Tasks to complete:
- 1) Summarize the passage on generational health trends in two sentences.
- 2) According to the passage on generational health trends, in which journal were the study's results published?

Given text:
....

Researchers found that, compared to previous generations, members of Generation X and Generation Y showed poorer physical health, higher levels of unhealthy behaviors such as alcohol use and smoking, and more depression and anxiety.
The results suggest the likelihood of higher levels of diseases and more deaths in younger generations than we have seen in the past, said Hui Zheng, lead author of the study and professor of sociology at The Ohio State University.
"The worsening health profiles we found in Gen X and Gen Y is alarming," Zheng said.
"If we don't find a way to slow this trend, we are potentially going to see an expansion of morbidity and mortality rates in the United States as these generations get older."
Zheng conducted the study with Paola Echave, a graduate student in sociology at Ohio State. The results were published online yesterday (March 18, 2021) in the American Journal of Epidemiology.
The researchers used data from the National Health and Nutrition Examination Survey 1988-2016 (62,833 respondents) and the National Health Interview Survey 1997-2018 (625,221 respondents), both conducted by the National Center for Health Statistics.
To measure physical health, the researchers used eight markers of a condition called metabolic syndrome, a constellation of risk factors for heart disease, stroke, kidney disease and diabetes. Some of the markers include waist circumference, blood pressure, cholesterol level and body mass index (BMI). They also used one marker of chronic inflammation, low urinary albumin, and one additional marker of renal function, creatinine clearance.
The researchers found that the measures of physical health have worsened from the baby boomer generation through Gen X (born 1965-80) and Gen Y (born 1981-99). For whites, increases in metabolic syndrome were the main culprit, while increases in chronic inflammation were seen most in Black Americans, particularly men.

....

Data:
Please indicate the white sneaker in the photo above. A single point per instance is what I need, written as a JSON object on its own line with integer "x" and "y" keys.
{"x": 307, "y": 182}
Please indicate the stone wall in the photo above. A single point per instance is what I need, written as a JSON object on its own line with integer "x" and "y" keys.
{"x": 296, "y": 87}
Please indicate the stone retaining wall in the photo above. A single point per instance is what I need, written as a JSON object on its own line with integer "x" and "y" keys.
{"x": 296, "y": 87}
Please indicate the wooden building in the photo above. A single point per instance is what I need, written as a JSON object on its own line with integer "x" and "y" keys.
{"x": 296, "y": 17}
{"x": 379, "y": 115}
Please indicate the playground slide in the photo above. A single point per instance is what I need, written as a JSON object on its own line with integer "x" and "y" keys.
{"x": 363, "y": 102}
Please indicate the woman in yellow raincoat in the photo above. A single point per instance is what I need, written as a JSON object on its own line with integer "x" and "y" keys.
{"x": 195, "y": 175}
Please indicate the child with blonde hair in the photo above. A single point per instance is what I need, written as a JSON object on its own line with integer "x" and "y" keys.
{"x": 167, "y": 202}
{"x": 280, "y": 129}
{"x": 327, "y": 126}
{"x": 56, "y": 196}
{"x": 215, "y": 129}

....

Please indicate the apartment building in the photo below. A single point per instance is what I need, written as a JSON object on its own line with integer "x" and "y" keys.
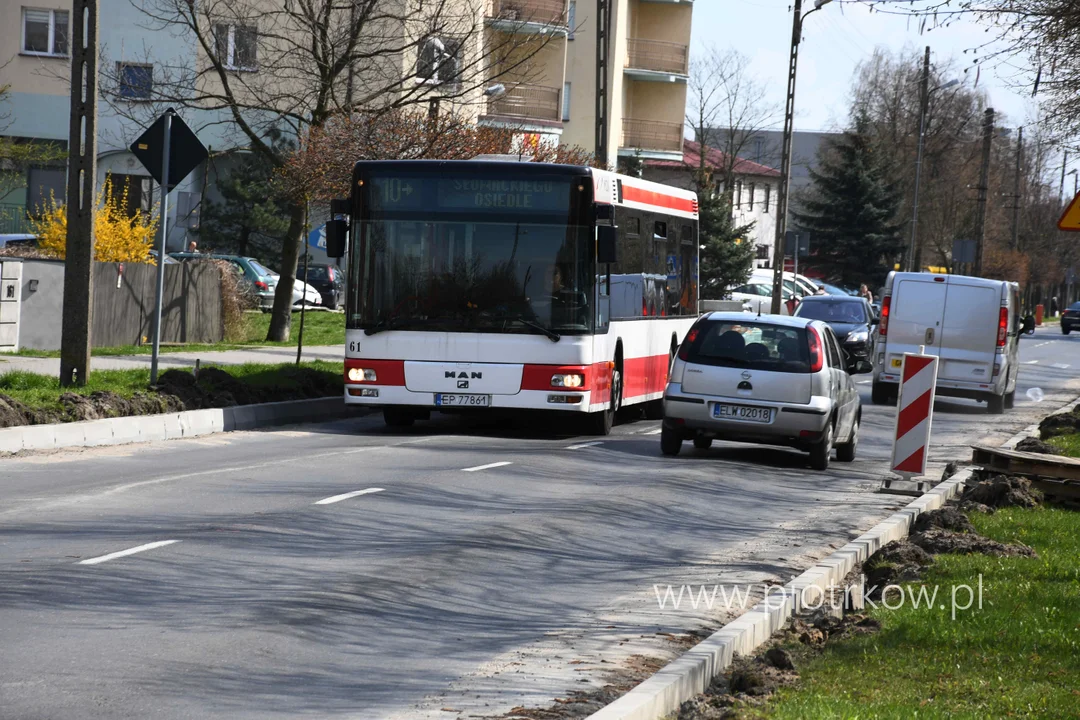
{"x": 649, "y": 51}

....

Written responses:
- 1) Researchers found that, compared with earlier generations, Generation X and Generation Y show poorer physical health, more unhealthy behaviors such as drinking and smoking, and more depression and anxiety. Lead author Hui Zheng of The Ohio State University warned that these worsening profiles could bring higher disease and death rates in the United States as these generations age.

- 2) The American Journal of Epidemiology.